## [Page excerpt]
========================================

Hardship, I remember reading somewhere, is what steers man towards god. We turn to spirituality, not while being buoyed on the frothy bubbles of joy, but while clawing our way out of the deep pit of tragedy.
We pray for strength and fortitude, ask why me, why this, why now and believe that a higher power has the answers. We have to – the alternative is being sucked into an absurdist Universe of Beckett’s devising, where things happen for no reason and existence is as pointless as the blunt object that bludgeons a puppy to death. Atheists are a brave lot.
But once you’ve gone past the unanswered questioning, you reach a place where the mind takes over the emotion. I was in that space today and I realised that perhaps the point of pain is to make us think.
Remember thinking? That thing we did before Netflix and Chill and Big Billion Day To Go Bankrupt or whatever? We’re so immersed in our wants, so consumed by the next shiny thing that we’ve forgotten to think.
Like for instance, pain made me think about how joy is a hunger. It makes you frantic, full of plans, what to do, buy, plan next. In a good way, in the best way so you don’t notice your own frenzy, you’re oblivious to the fact that you’re oblivious to the present. Things are going well, great, what next? How can I get happier?
Pain is the opposite. It slows you down. You live in the present, in every excruciating moment of it. Pain forces you to be patient and celebrate small victories: being able to move a muscle you couldn’t yesterday, less agony than before. You become more mindful of your body, that wonderful machine you take for granted day after happy day.
Joy tells us to keep chasing it, because it’ll all turn alright in the end. Pain reminds us it may not. Trouble is, memory. It holds on only to the happy bits mostly. In time, you forget the spiky jab of pain – just one reason women agree to go through the horror of childbirth over and over again. Or I stop doing back exercises.

========================================

Region pointing data
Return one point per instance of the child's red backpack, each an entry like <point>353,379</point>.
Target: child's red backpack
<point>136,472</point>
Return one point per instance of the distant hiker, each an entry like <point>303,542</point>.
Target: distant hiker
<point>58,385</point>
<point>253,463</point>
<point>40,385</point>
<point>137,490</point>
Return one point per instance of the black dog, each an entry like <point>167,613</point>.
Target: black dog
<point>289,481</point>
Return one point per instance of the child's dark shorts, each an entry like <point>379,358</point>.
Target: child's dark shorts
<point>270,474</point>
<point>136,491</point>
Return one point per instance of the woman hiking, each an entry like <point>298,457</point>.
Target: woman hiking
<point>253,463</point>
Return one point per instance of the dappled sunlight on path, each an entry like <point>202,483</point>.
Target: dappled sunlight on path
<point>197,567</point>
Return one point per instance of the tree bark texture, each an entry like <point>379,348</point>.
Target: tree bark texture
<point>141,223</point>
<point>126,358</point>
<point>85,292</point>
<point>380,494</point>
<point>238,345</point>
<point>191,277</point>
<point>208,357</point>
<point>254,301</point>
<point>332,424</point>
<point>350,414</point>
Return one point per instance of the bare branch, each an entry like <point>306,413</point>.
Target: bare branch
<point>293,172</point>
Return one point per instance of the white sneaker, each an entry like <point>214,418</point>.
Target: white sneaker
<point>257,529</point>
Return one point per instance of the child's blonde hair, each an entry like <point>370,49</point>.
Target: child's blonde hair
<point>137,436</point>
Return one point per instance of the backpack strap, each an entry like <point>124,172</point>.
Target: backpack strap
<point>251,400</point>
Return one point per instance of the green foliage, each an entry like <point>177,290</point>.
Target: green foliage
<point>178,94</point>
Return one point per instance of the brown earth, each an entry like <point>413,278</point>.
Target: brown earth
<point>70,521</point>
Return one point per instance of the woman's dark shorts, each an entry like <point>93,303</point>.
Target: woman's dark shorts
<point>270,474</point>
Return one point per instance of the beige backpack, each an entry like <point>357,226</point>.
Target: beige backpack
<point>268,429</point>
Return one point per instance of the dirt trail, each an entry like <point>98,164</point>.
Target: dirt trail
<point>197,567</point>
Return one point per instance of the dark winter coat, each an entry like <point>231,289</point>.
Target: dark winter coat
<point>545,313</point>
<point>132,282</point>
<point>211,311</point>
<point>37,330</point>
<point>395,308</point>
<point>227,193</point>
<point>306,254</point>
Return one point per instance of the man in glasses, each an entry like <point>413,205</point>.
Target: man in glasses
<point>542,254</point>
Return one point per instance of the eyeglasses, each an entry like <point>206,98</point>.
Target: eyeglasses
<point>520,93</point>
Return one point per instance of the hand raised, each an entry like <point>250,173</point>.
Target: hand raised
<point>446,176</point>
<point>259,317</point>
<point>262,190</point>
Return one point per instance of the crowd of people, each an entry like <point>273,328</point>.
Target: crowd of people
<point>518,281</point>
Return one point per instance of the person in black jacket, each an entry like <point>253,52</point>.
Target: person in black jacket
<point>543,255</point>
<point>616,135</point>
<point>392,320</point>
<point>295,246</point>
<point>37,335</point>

========================================

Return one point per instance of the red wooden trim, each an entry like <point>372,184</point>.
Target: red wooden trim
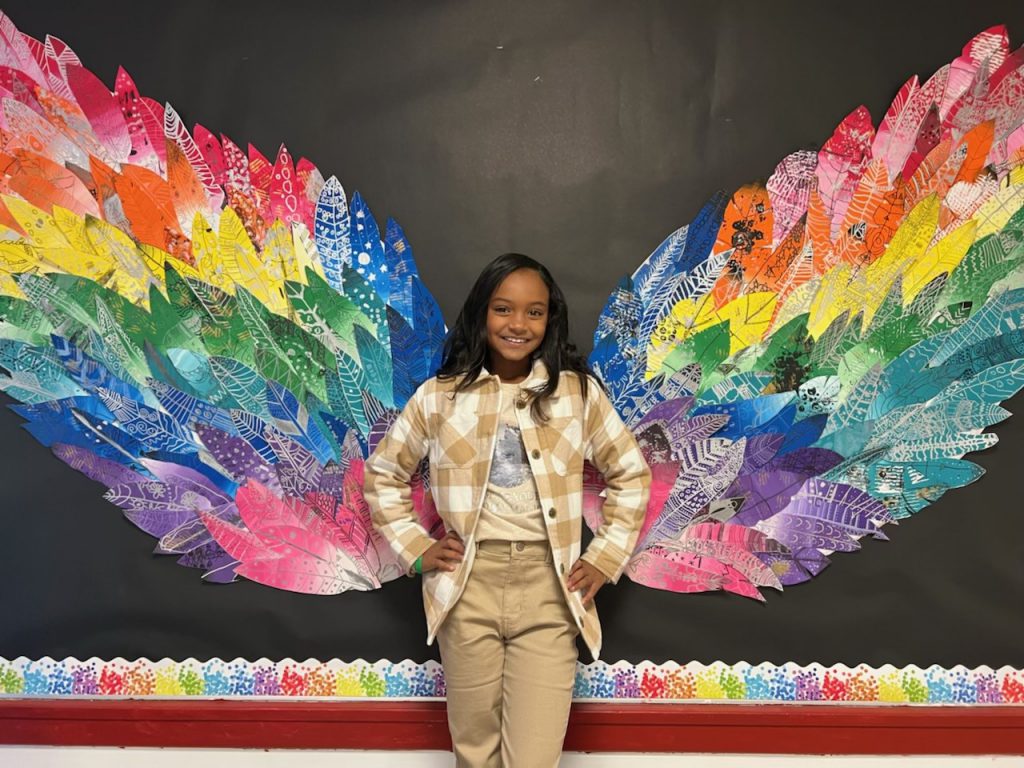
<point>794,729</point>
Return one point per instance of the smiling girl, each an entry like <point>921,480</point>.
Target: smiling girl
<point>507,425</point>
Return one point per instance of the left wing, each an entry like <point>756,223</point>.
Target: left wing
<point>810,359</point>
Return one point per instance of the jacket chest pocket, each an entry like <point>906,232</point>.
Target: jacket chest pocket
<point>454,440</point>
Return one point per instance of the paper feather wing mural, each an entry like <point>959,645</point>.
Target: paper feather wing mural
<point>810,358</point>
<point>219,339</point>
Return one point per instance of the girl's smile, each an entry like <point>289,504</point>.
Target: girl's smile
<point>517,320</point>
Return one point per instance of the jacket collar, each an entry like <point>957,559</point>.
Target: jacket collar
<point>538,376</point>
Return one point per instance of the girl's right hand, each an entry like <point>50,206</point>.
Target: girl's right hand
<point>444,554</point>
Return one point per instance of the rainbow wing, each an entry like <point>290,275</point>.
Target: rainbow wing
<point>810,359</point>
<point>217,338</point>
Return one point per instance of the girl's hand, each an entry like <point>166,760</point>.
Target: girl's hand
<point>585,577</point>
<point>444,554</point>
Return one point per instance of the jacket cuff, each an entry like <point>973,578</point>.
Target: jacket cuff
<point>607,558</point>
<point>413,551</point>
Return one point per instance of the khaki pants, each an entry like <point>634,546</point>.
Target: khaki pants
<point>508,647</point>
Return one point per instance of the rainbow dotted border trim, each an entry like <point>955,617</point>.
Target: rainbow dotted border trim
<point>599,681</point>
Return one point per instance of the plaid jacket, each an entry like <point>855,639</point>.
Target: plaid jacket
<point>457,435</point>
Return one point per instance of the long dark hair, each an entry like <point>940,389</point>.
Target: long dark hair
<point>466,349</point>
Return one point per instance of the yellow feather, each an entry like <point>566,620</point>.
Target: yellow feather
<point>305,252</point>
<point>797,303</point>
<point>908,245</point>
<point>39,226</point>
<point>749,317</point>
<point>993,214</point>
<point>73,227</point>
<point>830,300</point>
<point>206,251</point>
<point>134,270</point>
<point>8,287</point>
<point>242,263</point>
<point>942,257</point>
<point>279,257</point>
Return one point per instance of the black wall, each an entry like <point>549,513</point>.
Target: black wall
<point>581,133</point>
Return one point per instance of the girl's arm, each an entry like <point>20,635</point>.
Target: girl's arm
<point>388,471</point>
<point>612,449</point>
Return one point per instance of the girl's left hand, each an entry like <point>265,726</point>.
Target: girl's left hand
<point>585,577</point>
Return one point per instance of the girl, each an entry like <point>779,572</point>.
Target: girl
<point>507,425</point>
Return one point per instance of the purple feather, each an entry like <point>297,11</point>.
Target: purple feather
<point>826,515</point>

========================================

## [Task to complete]
Quote each sentence in the essay on pain and joy above that ends with a question mark.

## [Exercise answer]
- Remember thinking?
- That thing we did before Netflix and Chill and Big Billion Day To Go Bankrupt or whatever?
- Things are going well, great, what next?
- How can I get happier?